▸ **Provided entries**:

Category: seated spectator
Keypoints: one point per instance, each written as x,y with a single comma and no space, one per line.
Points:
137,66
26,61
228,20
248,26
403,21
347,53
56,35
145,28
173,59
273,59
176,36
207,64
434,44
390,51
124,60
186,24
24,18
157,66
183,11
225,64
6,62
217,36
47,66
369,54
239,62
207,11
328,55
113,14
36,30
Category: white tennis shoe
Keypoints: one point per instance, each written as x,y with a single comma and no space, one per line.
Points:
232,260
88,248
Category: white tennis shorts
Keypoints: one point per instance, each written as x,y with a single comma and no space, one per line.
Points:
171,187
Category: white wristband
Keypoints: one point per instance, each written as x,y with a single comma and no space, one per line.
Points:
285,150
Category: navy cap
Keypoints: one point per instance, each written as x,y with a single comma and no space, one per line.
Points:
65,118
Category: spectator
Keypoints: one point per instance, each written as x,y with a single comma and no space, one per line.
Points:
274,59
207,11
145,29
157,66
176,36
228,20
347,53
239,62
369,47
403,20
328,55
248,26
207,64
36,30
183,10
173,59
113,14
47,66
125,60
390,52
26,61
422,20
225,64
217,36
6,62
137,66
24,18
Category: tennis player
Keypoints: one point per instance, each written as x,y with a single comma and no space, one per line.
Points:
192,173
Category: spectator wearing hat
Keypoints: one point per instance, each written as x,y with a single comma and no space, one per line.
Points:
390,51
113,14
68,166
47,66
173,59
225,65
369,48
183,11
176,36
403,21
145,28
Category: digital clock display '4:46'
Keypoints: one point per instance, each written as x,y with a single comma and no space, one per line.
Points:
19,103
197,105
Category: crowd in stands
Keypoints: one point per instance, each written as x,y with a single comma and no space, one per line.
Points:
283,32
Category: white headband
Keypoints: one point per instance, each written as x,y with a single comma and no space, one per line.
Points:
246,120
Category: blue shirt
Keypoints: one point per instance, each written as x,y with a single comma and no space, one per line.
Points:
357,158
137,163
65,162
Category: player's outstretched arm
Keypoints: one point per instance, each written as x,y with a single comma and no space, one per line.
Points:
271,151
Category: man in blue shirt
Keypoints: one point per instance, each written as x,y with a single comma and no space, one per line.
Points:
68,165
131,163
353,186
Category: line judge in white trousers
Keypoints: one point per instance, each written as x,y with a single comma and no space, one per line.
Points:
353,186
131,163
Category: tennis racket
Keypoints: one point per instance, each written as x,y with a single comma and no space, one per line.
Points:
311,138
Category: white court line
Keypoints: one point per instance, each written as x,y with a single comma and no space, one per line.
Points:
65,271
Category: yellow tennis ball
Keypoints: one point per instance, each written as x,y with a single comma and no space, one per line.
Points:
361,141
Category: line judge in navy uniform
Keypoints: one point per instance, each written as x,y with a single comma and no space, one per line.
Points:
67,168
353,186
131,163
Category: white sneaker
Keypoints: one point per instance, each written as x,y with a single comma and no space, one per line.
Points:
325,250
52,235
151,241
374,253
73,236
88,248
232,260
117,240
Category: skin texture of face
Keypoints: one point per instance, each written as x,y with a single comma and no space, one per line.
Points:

▸ **Instruction**:
Transcribe the data above in full, exactly.

▸ **Expected answer**:
Category: seated spectator
Keypoints: one point per instance, each written as x,y with a single comma and no space, one per line.
Points:
137,66
26,61
228,20
248,26
403,21
347,53
56,35
145,28
173,59
273,59
176,36
207,64
434,44
390,51
124,60
186,24
24,18
157,66
183,11
225,64
6,62
217,36
47,66
369,54
239,62
207,11
328,55
113,14
36,30
Category: white tennis shoe
Keypoints: one point per instance, each written as x,y with a single comma and no space, one per line.
Points:
232,260
88,248
Category: white tennis shorts
Keypoints: one point per instance, each written as x,y with a single comma and no space, one per line.
Points:
171,187
Category: white wristband
Keypoints: one point per instance, each written as x,y with a single comma and no space, one per line.
Points:
285,150
Category: navy cap
Keypoints: one point per instance, each written as x,y with a single comma and no space, one per line.
Points:
65,118
Category: spectator
Keypoints: one point per instance, each written as x,y with a single comma and no space, one per line.
Points:
274,59
207,11
145,29
157,66
176,36
228,20
347,53
239,62
369,47
403,20
328,55
248,26
207,64
36,30
183,10
173,59
113,14
47,66
125,60
390,52
26,61
422,20
225,64
217,36
6,62
137,66
24,18
Category: tennis player
Keypoints: one point per instance, each written as x,y with a single comma and no space, one per line.
Points:
192,173
Category: spectator wearing hat
Keypoints: one point per instance, each written as x,y with a single comma and no space, one per line.
Points:
390,51
113,14
68,166
47,66
173,59
225,65
369,48
183,11
176,36
403,21
145,28
Category: digital clock display '4:46'
Keypoints: one point per instance, each written as x,y with a single comma and no space, one per line.
Points:
19,103
197,105
Category: crowd in stands
Keypoints: one point per instance, each written as x,y with a single comma and no space, one per line.
Points:
283,32
Category: white headband
Keypoints: one point per instance, each written as x,y with a single comma and no space, one per line.
Points:
246,120
Category: blue shirt
Keypoints: one point per instance, each written as x,y with a single comma and no space, one per line.
Points:
357,158
137,163
65,162
Category: player's outstretched arm
Keypoints: one point per instance, each written as x,y with a single comma and no space, one per line.
Points:
271,151
Category: man in blue shirt
Keypoints: one point per instance, each written as x,y with a single comma and no space, one per line.
Points:
68,165
131,163
353,186
Category: line judge in white trousers
Keypoints: one point per instance, each written as x,y with a single comma and no space, one per line.
Points:
353,186
131,163
Category: tennis racket
Keypoints: one point per instance, each written as x,y with a single comma and no space, one per line.
Points:
311,138
Category: white court line
Keypoints: one point per instance, each written as x,y with a single comma and no space, one per line.
Points:
65,271
Category: yellow tennis ball
Keypoints: one point per instance, each written as x,y with a single comma and no space, one per line.
Points:
361,141
Category: line judge in navy uniform
Keypoints: one point per instance, each written as x,y with a single comma and no space, one per line.
Points:
67,168
353,186
131,163
Category: white sneaker
Keypoints: one point per instance, each written as x,y with a single comma and no space, one per line.
Points:
325,250
52,235
151,241
374,253
73,236
88,248
232,260
117,240
Category: skin texture of face
Keypoints: one point per instance, each written as x,y with a single comma and no space, one per line.
Points:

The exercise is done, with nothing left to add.